Collect every line of the data below that contains the word "fence" and copy each one in full.

Data to use -
────────────────────────────────────────

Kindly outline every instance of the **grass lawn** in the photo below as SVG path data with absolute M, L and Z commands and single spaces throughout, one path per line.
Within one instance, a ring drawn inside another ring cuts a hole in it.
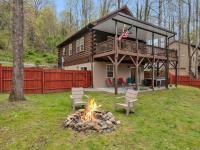
M 69 92 L 26 95 L 27 101 L 9 103 L 0 94 L 0 149 L 200 149 L 200 90 L 179 87 L 140 93 L 136 112 L 115 111 L 115 96 L 88 92 L 113 112 L 121 125 L 112 133 L 81 134 L 63 129 L 71 113 Z

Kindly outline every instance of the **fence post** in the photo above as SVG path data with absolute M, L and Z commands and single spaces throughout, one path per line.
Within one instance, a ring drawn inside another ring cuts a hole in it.
M 87 71 L 85 71 L 85 87 L 87 88 Z
M 44 83 L 44 69 L 42 68 L 42 94 L 44 94 L 45 93 L 45 83 Z
M 74 73 L 75 73 L 75 72 L 72 71 L 72 87 L 74 87 L 74 77 L 75 77 L 75 76 L 74 76 Z
M 0 92 L 3 92 L 3 67 L 0 64 Z

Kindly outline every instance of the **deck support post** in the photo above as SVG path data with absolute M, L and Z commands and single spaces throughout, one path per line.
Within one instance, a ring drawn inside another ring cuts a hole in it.
M 159 77 L 160 76 L 160 72 L 159 72 L 159 66 L 160 66 L 160 63 L 159 61 L 157 62 L 157 71 L 156 71 L 156 76 Z
M 166 82 L 165 82 L 165 87 L 166 89 L 169 88 L 168 84 L 169 84 L 169 50 L 168 50 L 168 37 L 165 38 L 165 47 L 166 47 L 166 61 L 165 61 L 165 78 L 166 78 Z
M 115 95 L 118 93 L 118 85 L 117 85 L 117 78 L 118 78 L 118 40 L 117 40 L 117 21 L 115 21 L 115 55 L 114 55 L 114 85 L 115 85 Z
M 152 60 L 152 89 L 154 91 L 154 62 L 155 62 L 155 55 L 154 55 L 154 33 L 152 33 L 152 55 L 153 55 L 153 60 Z
M 178 66 L 178 62 L 176 61 L 176 63 L 175 63 L 175 86 L 176 87 L 178 85 L 178 69 L 177 69 L 177 66 Z
M 136 81 L 136 90 L 139 90 L 139 64 L 138 64 L 138 61 L 139 61 L 139 49 L 138 49 L 138 28 L 136 27 L 135 29 L 135 35 L 136 35 L 136 51 L 137 51 L 137 58 L 136 58 L 136 64 L 135 64 L 135 67 L 136 67 L 136 74 L 135 74 L 135 81 Z

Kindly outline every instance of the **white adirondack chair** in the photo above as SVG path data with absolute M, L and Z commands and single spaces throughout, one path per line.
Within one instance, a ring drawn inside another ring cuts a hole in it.
M 83 101 L 84 96 L 88 98 L 87 95 L 84 95 L 83 88 L 72 88 L 72 94 L 70 95 L 70 98 L 72 99 L 73 111 L 76 107 L 87 105 L 87 102 Z
M 122 96 L 125 98 L 125 103 L 116 103 L 115 104 L 115 109 L 117 108 L 122 108 L 126 110 L 126 115 L 129 114 L 130 111 L 134 112 L 134 104 L 137 101 L 137 95 L 138 91 L 128 89 L 125 93 L 125 96 Z M 122 98 L 118 97 L 118 98 Z

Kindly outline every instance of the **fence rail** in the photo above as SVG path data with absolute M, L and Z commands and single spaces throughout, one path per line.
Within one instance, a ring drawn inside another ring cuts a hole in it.
M 175 76 L 169 74 L 170 83 L 175 83 Z M 177 78 L 179 85 L 187 85 L 200 88 L 200 80 L 192 79 L 190 76 L 178 76 Z
M 50 93 L 69 90 L 71 87 L 90 87 L 91 71 L 61 69 L 24 69 L 25 93 Z M 12 82 L 12 67 L 0 65 L 0 92 L 9 92 Z

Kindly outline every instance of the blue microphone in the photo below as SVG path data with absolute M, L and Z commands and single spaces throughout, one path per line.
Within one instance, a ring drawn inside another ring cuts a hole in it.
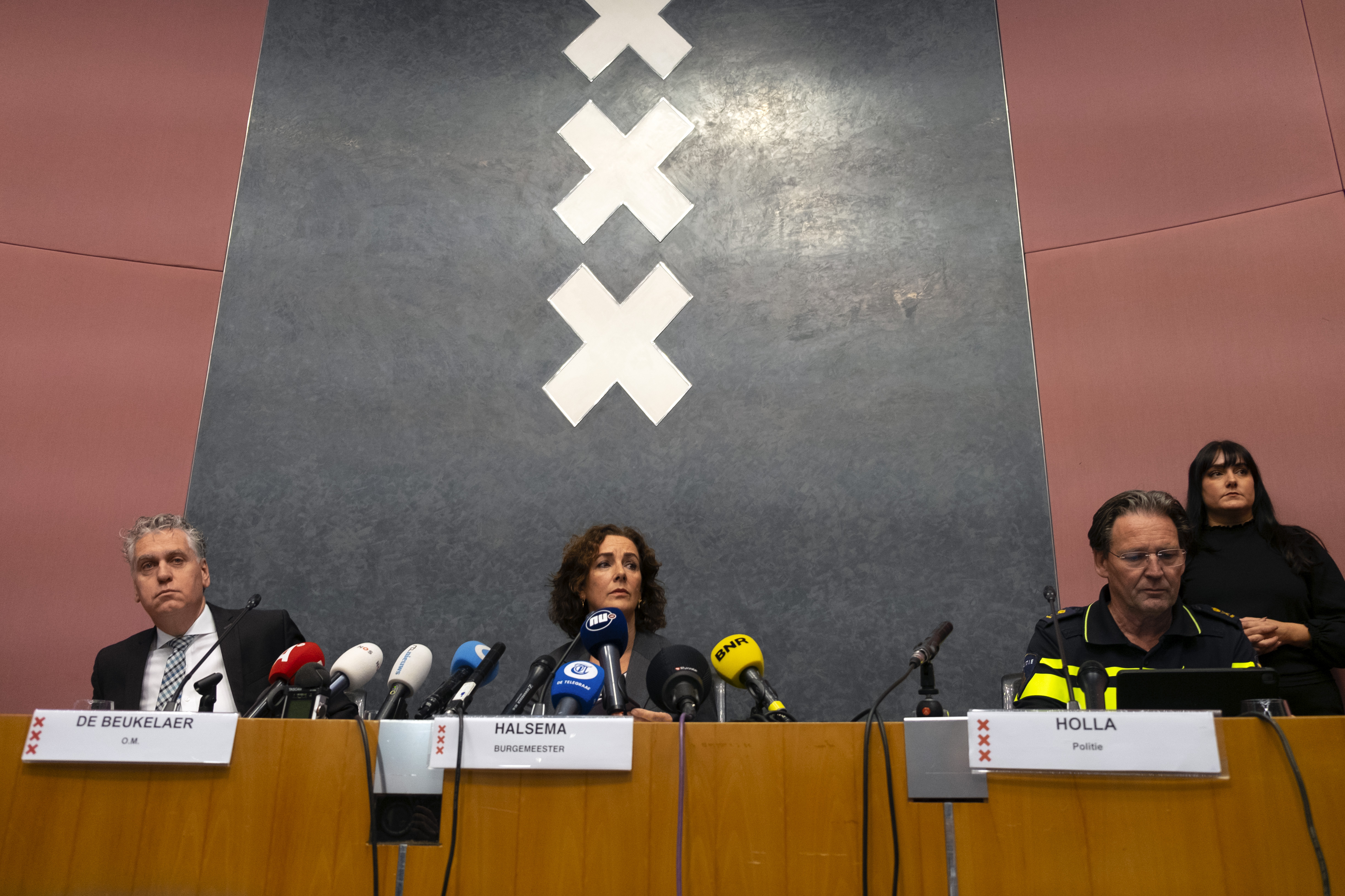
M 440 712 L 448 701 L 459 692 L 467 678 L 482 665 L 482 660 L 491 652 L 490 645 L 480 641 L 465 641 L 463 646 L 453 652 L 453 664 L 449 666 L 448 681 L 434 689 L 421 708 L 416 711 L 417 719 L 429 719 Z M 491 669 L 482 684 L 490 684 L 500 672 L 499 666 Z
M 603 666 L 588 660 L 577 660 L 562 666 L 555 673 L 555 681 L 551 682 L 551 704 L 555 707 L 555 715 L 588 715 L 588 711 L 597 701 L 605 680 Z
M 621 674 L 621 654 L 631 630 L 620 610 L 594 610 L 580 626 L 580 641 L 590 657 L 597 657 L 607 673 L 603 677 L 603 707 L 612 716 L 625 711 L 625 676 Z

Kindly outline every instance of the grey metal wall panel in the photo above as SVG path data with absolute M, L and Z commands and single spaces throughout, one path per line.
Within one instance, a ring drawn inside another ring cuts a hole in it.
M 663 16 L 693 46 L 666 81 L 627 50 L 590 83 L 582 0 L 273 0 L 188 500 L 213 596 L 262 591 L 332 656 L 422 642 L 433 680 L 503 639 L 495 709 L 561 642 L 566 537 L 619 521 L 664 563 L 664 634 L 753 635 L 803 719 L 858 712 L 943 618 L 946 705 L 997 705 L 1054 575 L 993 0 Z M 580 243 L 557 130 L 659 98 L 694 208 Z M 547 297 L 659 262 L 691 390 L 572 426 Z

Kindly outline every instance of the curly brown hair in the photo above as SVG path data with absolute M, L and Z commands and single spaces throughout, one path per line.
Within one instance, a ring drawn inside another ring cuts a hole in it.
M 584 606 L 584 584 L 588 582 L 589 568 L 597 557 L 603 540 L 609 535 L 629 539 L 640 552 L 640 603 L 635 607 L 635 630 L 658 631 L 667 625 L 663 617 L 667 596 L 663 594 L 663 583 L 658 579 L 662 564 L 654 556 L 654 548 L 644 541 L 639 531 L 607 523 L 590 525 L 584 535 L 572 537 L 565 545 L 561 568 L 550 576 L 551 599 L 547 617 L 572 638 L 578 634 L 584 617 L 588 615 Z

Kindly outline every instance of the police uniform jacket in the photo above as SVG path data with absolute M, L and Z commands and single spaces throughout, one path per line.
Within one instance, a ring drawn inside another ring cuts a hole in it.
M 1250 669 L 1259 666 L 1237 617 L 1204 603 L 1173 606 L 1173 625 L 1153 650 L 1132 643 L 1111 617 L 1111 592 L 1102 594 L 1087 607 L 1067 607 L 1057 614 L 1060 635 L 1069 657 L 1069 674 L 1096 660 L 1107 668 L 1107 708 L 1116 708 L 1116 673 L 1122 669 Z M 1061 709 L 1068 701 L 1065 674 L 1056 646 L 1052 617 L 1037 623 L 1024 660 L 1022 696 L 1015 709 Z M 1075 700 L 1084 705 L 1084 692 L 1075 678 Z

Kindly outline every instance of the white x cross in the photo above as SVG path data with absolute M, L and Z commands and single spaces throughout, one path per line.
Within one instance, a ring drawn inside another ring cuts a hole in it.
M 691 293 L 663 262 L 620 305 L 588 265 L 576 267 L 546 301 L 584 340 L 580 351 L 542 387 L 570 424 L 578 426 L 615 383 L 621 384 L 655 426 L 691 388 L 682 371 L 654 344 L 691 301 Z
M 695 125 L 686 116 L 659 99 L 631 133 L 623 134 L 589 99 L 557 133 L 593 171 L 561 200 L 555 214 L 586 243 L 625 206 L 662 242 L 693 204 L 659 165 L 693 130 Z
M 588 0 L 601 16 L 565 48 L 578 70 L 593 81 L 627 47 L 650 69 L 667 78 L 691 52 L 686 38 L 659 16 L 668 0 Z

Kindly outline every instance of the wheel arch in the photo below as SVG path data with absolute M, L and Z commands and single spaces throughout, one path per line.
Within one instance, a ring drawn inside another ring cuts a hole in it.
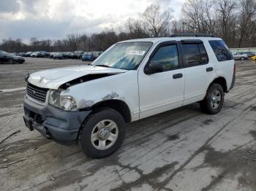
M 225 77 L 218 77 L 215 78 L 211 82 L 211 83 L 209 85 L 208 87 L 210 87 L 210 85 L 211 84 L 213 84 L 213 83 L 220 85 L 222 87 L 222 88 L 223 88 L 224 93 L 227 93 L 228 92 L 227 85 L 227 80 L 226 80 L 226 79 Z
M 130 109 L 124 101 L 118 99 L 105 100 L 94 104 L 90 107 L 90 110 L 97 112 L 100 110 L 102 108 L 111 108 L 118 113 L 124 117 L 126 122 L 129 122 L 132 120 Z

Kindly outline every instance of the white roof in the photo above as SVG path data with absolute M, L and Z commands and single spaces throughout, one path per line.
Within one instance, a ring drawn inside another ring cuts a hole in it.
M 157 43 L 157 42 L 165 42 L 165 41 L 181 41 L 184 39 L 200 39 L 200 40 L 205 40 L 205 41 L 209 41 L 209 40 L 222 40 L 221 38 L 217 37 L 156 37 L 156 38 L 145 38 L 145 39 L 130 39 L 130 40 L 126 40 L 126 41 L 121 41 L 119 42 L 151 42 L 154 44 Z

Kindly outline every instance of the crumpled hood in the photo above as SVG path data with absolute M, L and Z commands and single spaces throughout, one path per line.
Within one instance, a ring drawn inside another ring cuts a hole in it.
M 94 66 L 63 67 L 37 71 L 29 75 L 28 82 L 37 87 L 57 90 L 72 79 L 93 74 L 119 74 L 127 70 Z

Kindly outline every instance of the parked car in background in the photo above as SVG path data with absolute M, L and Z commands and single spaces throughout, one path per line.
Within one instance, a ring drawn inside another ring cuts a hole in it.
M 239 52 L 241 54 L 246 54 L 248 55 L 248 57 L 252 57 L 255 55 L 255 52 Z
M 63 52 L 63 58 L 64 58 L 64 59 L 69 58 L 71 54 L 72 54 L 71 52 Z
M 83 51 L 76 50 L 70 55 L 70 58 L 72 59 L 81 59 Z
M 95 60 L 91 52 L 86 52 L 82 55 L 82 61 L 93 61 Z
M 31 54 L 33 53 L 33 52 L 27 52 L 24 54 L 24 57 L 31 57 Z
M 63 59 L 63 53 L 62 52 L 59 52 L 59 53 L 56 53 L 53 55 L 53 59 Z
M 55 54 L 56 54 L 56 53 L 58 53 L 58 52 L 50 52 L 49 58 L 53 58 L 53 56 L 54 56 Z
M 38 58 L 39 55 L 39 52 L 34 52 L 31 54 L 31 57 L 32 58 Z
M 252 61 L 256 61 L 256 55 L 251 57 Z
M 19 55 L 19 56 L 24 56 L 24 55 L 25 55 L 25 52 L 20 52 L 17 54 L 17 55 Z
M 235 60 L 244 61 L 245 59 L 248 59 L 248 55 L 241 52 L 232 53 L 232 55 Z
M 23 63 L 25 60 L 23 57 L 15 55 L 6 52 L 0 52 L 0 63 Z
M 40 51 L 38 54 L 38 58 L 48 58 L 50 54 L 46 51 Z

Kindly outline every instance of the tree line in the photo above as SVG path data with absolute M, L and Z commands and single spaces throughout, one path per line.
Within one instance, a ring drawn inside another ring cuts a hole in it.
M 69 34 L 64 39 L 31 38 L 3 39 L 0 50 L 27 51 L 104 51 L 122 40 L 169 36 L 171 34 L 210 34 L 222 38 L 230 47 L 256 47 L 256 2 L 254 0 L 187 0 L 181 17 L 175 19 L 171 7 L 162 10 L 151 4 L 138 18 L 129 18 L 119 32 L 108 29 L 98 34 Z

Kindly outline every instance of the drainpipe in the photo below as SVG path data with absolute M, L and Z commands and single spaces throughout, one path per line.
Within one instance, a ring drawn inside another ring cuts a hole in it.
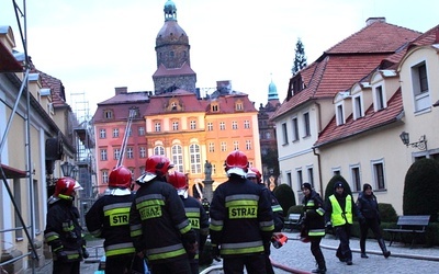
M 322 182 L 322 168 L 320 168 L 320 155 L 316 152 L 316 148 L 313 147 L 313 152 L 317 156 L 317 172 L 318 172 L 318 185 L 320 187 L 320 196 L 325 201 L 324 191 L 323 191 L 323 182 Z

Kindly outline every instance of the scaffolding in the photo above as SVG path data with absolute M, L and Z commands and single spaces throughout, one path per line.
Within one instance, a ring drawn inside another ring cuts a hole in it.
M 48 104 L 50 107 L 45 110 L 41 101 L 44 89 L 38 85 L 42 83 L 38 81 L 50 77 L 36 70 L 27 54 L 26 1 L 23 0 L 22 5 L 19 5 L 12 0 L 12 4 L 24 53 L 21 55 L 9 48 L 15 47 L 9 26 L 7 34 L 2 36 L 5 38 L 0 43 L 0 92 L 4 94 L 4 99 L 0 101 L 0 111 L 7 114 L 1 114 L 1 121 L 4 123 L 0 124 L 0 196 L 1 204 L 11 210 L 3 207 L 0 218 L 0 273 L 26 271 L 15 267 L 32 269 L 32 273 L 35 273 L 41 261 L 44 262 L 41 260 L 44 258 L 41 253 L 44 246 L 44 213 L 47 212 L 45 199 L 50 195 L 57 176 L 61 175 L 59 160 L 65 160 L 66 164 L 70 164 L 71 159 L 75 161 L 76 171 L 85 189 L 78 202 L 83 209 L 81 212 L 95 201 L 94 137 L 85 94 L 82 101 L 74 101 L 76 113 L 72 114 L 70 106 L 65 102 L 65 90 L 59 80 L 56 87 L 60 90 L 56 92 L 60 98 L 59 110 L 64 115 L 61 125 L 58 126 L 50 116 L 54 115 L 50 112 L 55 112 L 52 101 Z M 30 87 L 38 87 L 37 95 L 32 93 L 35 91 L 31 91 Z M 52 88 L 46 90 L 50 90 L 46 96 L 53 100 Z M 64 110 L 68 111 L 65 113 Z M 22 126 L 23 134 L 11 134 L 13 130 L 20 130 Z M 59 127 L 63 127 L 63 130 Z M 10 199 L 11 204 L 7 204 L 7 199 Z M 27 215 L 26 220 L 30 224 L 25 224 L 22 213 Z
M 16 96 L 16 101 L 13 104 L 12 107 L 12 112 L 8 118 L 8 123 L 5 125 L 4 132 L 1 135 L 1 140 L 0 140 L 0 157 L 3 156 L 3 149 L 4 146 L 7 144 L 8 140 L 8 136 L 13 123 L 13 118 L 18 113 L 18 109 L 19 109 L 19 104 L 21 103 L 21 101 L 23 100 L 22 98 L 25 98 L 25 113 L 24 113 L 24 117 L 23 119 L 25 121 L 25 134 L 24 134 L 24 139 L 25 139 L 25 158 L 26 158 L 26 164 L 25 164 L 25 171 L 24 174 L 23 172 L 16 171 L 13 172 L 13 169 L 11 168 L 7 168 L 7 164 L 3 164 L 3 159 L 0 158 L 0 173 L 1 173 L 1 180 L 3 182 L 3 186 L 8 192 L 8 195 L 12 202 L 13 208 L 14 208 L 14 213 L 16 218 L 20 220 L 21 227 L 14 227 L 14 228 L 5 228 L 2 229 L 1 232 L 5 233 L 5 232 L 11 232 L 11 231 L 24 231 L 26 239 L 27 239 L 27 243 L 30 247 L 30 252 L 25 253 L 25 254 L 21 254 L 14 258 L 10 258 L 9 260 L 5 260 L 3 262 L 0 263 L 0 267 L 3 271 L 3 265 L 7 264 L 12 264 L 15 261 L 22 260 L 23 258 L 26 256 L 31 256 L 32 260 L 38 260 L 38 255 L 36 253 L 36 248 L 34 244 L 34 235 L 35 235 L 35 227 L 34 227 L 34 217 L 33 217 L 33 213 L 35 210 L 34 208 L 34 184 L 33 184 L 33 172 L 32 172 L 32 149 L 31 149 L 31 135 L 30 135 L 30 109 L 31 109 L 31 93 L 30 90 L 27 89 L 29 85 L 29 75 L 31 71 L 31 64 L 30 64 L 30 59 L 29 59 L 29 55 L 27 55 L 27 34 L 26 34 L 26 10 L 25 10 L 25 1 L 23 1 L 23 7 L 20 8 L 19 4 L 13 0 L 13 7 L 14 7 L 14 12 L 15 12 L 15 18 L 16 18 L 16 22 L 19 25 L 19 30 L 20 30 L 20 37 L 21 37 L 21 42 L 23 44 L 23 49 L 24 49 L 24 60 L 23 60 L 23 69 L 24 69 L 24 77 L 21 81 L 21 87 L 20 87 L 20 91 L 19 94 Z M 21 20 L 20 16 L 23 18 L 23 25 L 21 24 Z M 8 71 L 8 70 L 5 70 Z M 12 70 L 13 71 L 13 70 Z M 19 72 L 19 71 L 13 71 L 13 72 Z M 8 72 L 5 72 L 8 73 Z M 12 80 L 12 79 L 11 79 Z M 16 80 L 16 79 L 15 79 Z M 9 173 L 9 175 L 7 175 L 7 173 Z M 14 174 L 18 173 L 18 174 Z M 8 183 L 8 179 L 11 178 L 25 178 L 27 181 L 27 186 L 29 186 L 29 191 L 30 191 L 30 209 L 31 209 L 31 225 L 26 226 L 22 214 L 21 214 L 21 208 L 18 205 L 14 194 L 11 191 L 11 187 L 9 186 Z M 34 265 L 35 263 L 32 263 L 32 267 L 33 267 L 33 273 L 34 273 Z

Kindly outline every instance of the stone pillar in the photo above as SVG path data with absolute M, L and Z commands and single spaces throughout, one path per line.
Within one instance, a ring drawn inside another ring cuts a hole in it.
M 212 197 L 213 197 L 213 189 L 212 189 L 213 182 L 215 182 L 215 181 L 213 181 L 212 179 L 203 180 L 203 184 L 204 184 L 203 195 L 209 201 L 209 203 L 212 202 Z

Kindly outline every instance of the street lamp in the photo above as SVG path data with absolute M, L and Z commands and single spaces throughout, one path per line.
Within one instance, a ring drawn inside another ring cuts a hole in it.
M 75 169 L 75 165 L 69 163 L 69 162 L 64 162 L 61 164 L 61 171 L 63 171 L 64 176 L 70 176 L 71 178 L 74 175 L 72 174 L 74 169 Z
M 406 147 L 412 146 L 413 148 L 418 148 L 419 150 L 427 150 L 427 139 L 425 135 L 421 135 L 419 140 L 415 142 L 410 142 L 409 134 L 406 132 L 402 132 L 399 134 L 399 138 Z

────────────────────────────────────────

Solution to the problem -
Kindly outline every instance of the **fence post** in the photo above as SVG path data with absolute M, L and Z commands and single spaces throughout, one path per line.
Kindly outline every instance of the **fence rail** in the photo above as SVG path data with absolute M, L and Z commands and single spaces throughout, one path per line.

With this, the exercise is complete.